■ SELECTED EXCERPT
-- Begin --

I'm new to both spark and scala. I'm trying to upload a csv file to Mongo DB using a spark job in Scala.
On upload, facing the following error during the job execution,
org.bson.codecs.configuration.CodecConfigurationException: Can't find a codec for class .
Path to input file will be passed during the execution.
I'm kind of stuck with this issue for past 2 days. Any help to overcome this issue is appreciated.
Thanks.
I have tried it for uploading to elastic search and it worked like a charm.
import org.apache.spark.sql.Row
import com.mongodb.spark._
import com.mongodb.spark.config.WriteConfig
import org.apache.spark.sql.{SaveMode, SparkSession}
import com.test.Config
object MongoUpload {
val host = <host>
val user = <user>
val pwd = <password>
val database = <db>
val collection = <collection>
val uri = "mongodb://${user}:${pwd}@${host}/"
val NOW = java.time.LocalDate.now.toString
def main(args: Array[String]) {
val spark = SparkSession
.builder()
.appName("Mongo-Test-Upload")
.config("spark.mongodb.output.uri", uri)
.getOrCreate()
spark
.read
.format("csv")
.option("header", "true")
.load(args(0))
.rdd
.map(toEligibility)
.saveToMongoDB(
WriteConfig(
Map(
"uri" -> uri,
"database" -> database,
"collection" -> collection
)
)
)
}
def toEligibility(row: Row): Eligibility =
Eligibility(
row.getAs[String]("DATE_OF_BIRTH"),
row.getAs[String]("GENDER"),
row.getAs[String]("INDIVIDUAL_ID"),
row.getAs[String]("PRODUCT_NAME"),
row.getAs[String]("STATE_CODE"),
row.getAs[String]("ZIPCODE"),
NOW
)

-- End --

■ DIRECTION 1
List every column name that the Spark-to-MongoDB forum post reads from a row with `row.getAs[String]`.
The records have no connection to the text above.

Dataset excerpt
-- Begin --

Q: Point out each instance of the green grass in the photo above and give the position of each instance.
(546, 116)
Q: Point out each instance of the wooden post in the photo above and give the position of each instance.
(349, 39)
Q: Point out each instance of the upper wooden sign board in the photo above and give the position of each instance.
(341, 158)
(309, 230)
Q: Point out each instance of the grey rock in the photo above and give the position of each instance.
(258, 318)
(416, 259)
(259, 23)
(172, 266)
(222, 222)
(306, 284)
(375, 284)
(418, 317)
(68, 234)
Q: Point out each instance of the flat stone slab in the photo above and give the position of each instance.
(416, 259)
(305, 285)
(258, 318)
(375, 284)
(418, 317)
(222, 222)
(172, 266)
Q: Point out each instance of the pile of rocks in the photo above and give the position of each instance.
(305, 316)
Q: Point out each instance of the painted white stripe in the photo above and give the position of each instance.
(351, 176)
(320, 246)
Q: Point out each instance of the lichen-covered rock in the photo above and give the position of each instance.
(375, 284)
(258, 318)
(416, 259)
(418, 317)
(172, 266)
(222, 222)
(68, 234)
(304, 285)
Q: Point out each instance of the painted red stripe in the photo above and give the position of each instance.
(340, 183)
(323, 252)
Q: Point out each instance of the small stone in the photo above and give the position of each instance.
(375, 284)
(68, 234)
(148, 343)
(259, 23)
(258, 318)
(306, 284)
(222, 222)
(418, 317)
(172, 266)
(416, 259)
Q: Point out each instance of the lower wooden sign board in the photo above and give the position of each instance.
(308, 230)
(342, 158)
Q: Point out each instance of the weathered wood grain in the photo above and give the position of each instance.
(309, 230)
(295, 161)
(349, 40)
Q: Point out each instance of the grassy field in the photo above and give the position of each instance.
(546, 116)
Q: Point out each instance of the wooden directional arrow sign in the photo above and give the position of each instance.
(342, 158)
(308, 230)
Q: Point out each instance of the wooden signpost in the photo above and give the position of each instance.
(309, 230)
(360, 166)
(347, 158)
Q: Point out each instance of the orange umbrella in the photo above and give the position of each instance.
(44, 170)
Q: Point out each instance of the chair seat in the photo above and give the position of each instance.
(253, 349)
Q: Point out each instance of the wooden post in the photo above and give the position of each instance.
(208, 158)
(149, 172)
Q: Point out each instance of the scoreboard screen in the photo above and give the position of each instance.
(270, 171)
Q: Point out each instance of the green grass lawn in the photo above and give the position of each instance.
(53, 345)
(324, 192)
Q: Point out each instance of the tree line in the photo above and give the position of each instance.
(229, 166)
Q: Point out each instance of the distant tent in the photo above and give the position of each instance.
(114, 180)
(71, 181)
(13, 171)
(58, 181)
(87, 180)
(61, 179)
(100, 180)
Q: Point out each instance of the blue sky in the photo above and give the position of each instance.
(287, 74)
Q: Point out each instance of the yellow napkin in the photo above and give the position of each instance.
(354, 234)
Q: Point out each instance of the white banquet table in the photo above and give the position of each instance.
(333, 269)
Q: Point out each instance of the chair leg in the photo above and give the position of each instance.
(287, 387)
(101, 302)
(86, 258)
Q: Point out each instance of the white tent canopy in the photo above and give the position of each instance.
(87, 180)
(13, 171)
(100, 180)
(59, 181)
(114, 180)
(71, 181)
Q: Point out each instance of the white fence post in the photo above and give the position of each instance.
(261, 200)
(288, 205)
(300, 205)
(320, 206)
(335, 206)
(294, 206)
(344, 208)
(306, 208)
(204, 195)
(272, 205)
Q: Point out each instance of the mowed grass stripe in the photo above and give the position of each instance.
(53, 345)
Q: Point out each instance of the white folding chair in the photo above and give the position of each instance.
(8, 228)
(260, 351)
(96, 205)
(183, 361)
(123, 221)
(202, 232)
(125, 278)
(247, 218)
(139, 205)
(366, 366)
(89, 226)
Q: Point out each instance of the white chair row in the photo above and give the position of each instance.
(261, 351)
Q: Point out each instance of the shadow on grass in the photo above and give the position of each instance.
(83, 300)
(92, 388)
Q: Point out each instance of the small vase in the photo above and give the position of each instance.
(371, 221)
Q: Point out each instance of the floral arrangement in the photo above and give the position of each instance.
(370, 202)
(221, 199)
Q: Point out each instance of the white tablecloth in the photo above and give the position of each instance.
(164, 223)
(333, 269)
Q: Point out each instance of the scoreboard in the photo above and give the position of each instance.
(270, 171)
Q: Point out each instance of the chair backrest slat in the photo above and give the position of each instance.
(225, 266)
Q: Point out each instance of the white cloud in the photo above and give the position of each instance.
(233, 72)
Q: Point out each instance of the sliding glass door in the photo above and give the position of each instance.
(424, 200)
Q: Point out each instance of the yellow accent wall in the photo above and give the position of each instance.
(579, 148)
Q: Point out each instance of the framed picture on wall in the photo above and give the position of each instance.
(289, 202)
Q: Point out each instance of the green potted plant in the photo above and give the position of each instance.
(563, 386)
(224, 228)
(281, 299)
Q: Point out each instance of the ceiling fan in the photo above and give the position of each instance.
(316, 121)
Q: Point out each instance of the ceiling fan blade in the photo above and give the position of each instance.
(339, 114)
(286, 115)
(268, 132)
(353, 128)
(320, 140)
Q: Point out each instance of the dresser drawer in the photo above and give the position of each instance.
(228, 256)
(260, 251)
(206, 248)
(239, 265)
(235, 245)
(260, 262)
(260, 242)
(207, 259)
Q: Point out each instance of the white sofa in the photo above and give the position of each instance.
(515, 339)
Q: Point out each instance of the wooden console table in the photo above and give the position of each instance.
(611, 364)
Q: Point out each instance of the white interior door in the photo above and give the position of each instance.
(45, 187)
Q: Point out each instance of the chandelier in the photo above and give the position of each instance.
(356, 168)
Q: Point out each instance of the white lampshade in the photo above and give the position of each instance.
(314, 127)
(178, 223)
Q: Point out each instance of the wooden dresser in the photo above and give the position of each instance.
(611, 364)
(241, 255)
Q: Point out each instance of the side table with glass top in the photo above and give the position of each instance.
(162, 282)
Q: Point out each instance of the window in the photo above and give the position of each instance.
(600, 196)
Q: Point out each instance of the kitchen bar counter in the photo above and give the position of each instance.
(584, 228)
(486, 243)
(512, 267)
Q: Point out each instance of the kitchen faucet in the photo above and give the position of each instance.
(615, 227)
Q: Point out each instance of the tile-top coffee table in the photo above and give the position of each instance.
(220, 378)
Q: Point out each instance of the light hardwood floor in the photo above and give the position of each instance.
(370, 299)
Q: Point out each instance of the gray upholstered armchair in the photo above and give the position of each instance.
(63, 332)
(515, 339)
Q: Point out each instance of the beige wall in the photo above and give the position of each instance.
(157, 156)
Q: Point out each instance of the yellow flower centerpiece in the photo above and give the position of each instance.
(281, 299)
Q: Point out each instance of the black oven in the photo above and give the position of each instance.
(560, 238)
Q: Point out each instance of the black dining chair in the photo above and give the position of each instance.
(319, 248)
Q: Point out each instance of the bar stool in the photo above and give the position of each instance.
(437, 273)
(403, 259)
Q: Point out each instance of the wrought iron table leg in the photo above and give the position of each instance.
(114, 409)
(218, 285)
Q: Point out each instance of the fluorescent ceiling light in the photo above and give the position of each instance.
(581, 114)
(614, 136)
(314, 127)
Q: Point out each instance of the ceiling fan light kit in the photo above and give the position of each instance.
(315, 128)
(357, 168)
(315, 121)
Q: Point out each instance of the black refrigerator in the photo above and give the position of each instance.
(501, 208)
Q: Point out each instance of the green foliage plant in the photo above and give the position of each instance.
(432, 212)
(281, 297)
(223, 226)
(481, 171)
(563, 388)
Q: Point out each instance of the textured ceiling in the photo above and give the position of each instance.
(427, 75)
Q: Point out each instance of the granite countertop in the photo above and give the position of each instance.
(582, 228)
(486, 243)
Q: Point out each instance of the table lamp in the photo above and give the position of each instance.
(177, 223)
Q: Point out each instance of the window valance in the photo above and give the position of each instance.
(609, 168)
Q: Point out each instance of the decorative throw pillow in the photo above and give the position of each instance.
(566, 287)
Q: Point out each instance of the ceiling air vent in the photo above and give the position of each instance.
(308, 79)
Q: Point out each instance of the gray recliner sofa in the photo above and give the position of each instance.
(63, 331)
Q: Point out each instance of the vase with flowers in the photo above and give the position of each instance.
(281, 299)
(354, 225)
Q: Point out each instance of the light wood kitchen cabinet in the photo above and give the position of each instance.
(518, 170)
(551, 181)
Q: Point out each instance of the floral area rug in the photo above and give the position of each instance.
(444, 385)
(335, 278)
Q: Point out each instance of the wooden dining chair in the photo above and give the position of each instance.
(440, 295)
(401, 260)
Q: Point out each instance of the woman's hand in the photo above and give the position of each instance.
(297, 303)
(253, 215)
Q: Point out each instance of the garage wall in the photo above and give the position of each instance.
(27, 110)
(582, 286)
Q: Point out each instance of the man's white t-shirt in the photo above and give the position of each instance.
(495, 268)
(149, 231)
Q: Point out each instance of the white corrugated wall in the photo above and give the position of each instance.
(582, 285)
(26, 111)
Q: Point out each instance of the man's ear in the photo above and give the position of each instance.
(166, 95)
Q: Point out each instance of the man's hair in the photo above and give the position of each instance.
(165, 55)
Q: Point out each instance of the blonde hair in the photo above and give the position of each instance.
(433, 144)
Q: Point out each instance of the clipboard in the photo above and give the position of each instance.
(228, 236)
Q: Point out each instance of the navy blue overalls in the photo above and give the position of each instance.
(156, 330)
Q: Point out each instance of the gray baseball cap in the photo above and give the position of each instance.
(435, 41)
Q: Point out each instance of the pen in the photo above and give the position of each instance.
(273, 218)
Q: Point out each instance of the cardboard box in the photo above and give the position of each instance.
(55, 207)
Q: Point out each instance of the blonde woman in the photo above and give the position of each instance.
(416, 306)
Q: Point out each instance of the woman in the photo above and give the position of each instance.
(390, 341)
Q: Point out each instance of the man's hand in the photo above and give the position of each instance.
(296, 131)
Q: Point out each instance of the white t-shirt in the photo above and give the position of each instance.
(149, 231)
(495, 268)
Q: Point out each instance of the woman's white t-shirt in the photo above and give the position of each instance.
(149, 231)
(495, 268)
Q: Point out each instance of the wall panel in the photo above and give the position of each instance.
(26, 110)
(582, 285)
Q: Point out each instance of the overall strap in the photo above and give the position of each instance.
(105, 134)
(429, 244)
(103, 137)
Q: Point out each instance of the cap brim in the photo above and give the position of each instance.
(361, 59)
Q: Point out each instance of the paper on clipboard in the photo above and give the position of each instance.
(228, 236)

-- End --

■ DIRECTION 2
Identify each line in the records that contains the word "door", and copy those lines in full.

■ WORKED ANSWER 1
DATE_OF_BIRTH
GENDER
INDIVIDUAL_ID
PRODUCT_NAME
STATE_CODE
ZIPCODE

■ WORKED ANSWER 2
Q: Point out each instance of the sliding glass door in the photo above and give the position of each instance.
Q: Point out each instance of the white interior door in the photo above and give the position of each instance.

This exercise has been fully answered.